DOCUMENT SECTION |
/---

When we think of our pharmacy crew, who comes to mind first? Of course we need pharmacists, technicians, sometimes we have cashiers, we might have delivery drivers, we might even have a nurse on staff. Maybe we think of our telemedicine providers. Our pharmacists and techs might specialize in areas like 340b, sterile or non-sterile compounding, pharmacogenomics, or MTM.
However, there's one member of the team we've conveniently left out of this list. They can reduce errors and improve the level of care your provide. They can even teach us lessons to improve our own processes, and some of them are experts in highly reliable organizations and can bring those lessons to our pharmacy.
Possibly best of all, they don't even want a salary! They'll happily work for free. In spite of this, we often don't include them on our team when we are in our everyday practice, aiming to prevent errors, or when we are looking back on errors that have happened.
Who is this?
Drum roll please.......
THE PATIENT
Listening to and involving the patient is the most overlooked and under-appreciated way to reduce errors of all flavors, including medication errors (which will be the subject of this post).
Sound too obvious? Maybe you disagree?
Let's look at a few of the myriad ways patients can prevent errors, if you only let them.
#1: Preventing the incorrect medication and dose from being dispensing
It's a well-known fact that counseling prevents errors. However, not only do we not have time to counsel for every refill, but very few patients even want that (grandma's been taking that medicine for 25 years - you really think you're going to tell her something she doesn't know about it?).
Most will decline counseling and leave.

\---

GIVEN RECORDS |

/---

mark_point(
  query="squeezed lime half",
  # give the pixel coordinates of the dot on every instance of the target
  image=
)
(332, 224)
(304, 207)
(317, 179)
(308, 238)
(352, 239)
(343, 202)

\---

TASK INSTRUCTIONS |
a: In the pharmacy post, what is called the most overlooked and under-appreciated way to reduce errors?
b: Mark each statement as agreeing or not agreeing with the pharmacy post. Answer yes or no for each, and quote the deciding words.
(i) The overlooked team member expects a salary.
(ii) Most patients will decline counseling and leave.
(iii) Counseling prevents errors.
c: List every specialty area that the pharmacy post says pharmacists and techs might specialize in.

EXERCISE ANSWERS |
a: Listening to and involving the patient.

b:
(i) No: "they don't even want a salary!"
(ii) Yes: "Most will decline counseling and leave."
(iii) Yes: "It's a well-known fact that counseling prevents errors."

c: 340b; sterile or non-sterile compounding; pharmacogenomics; MTM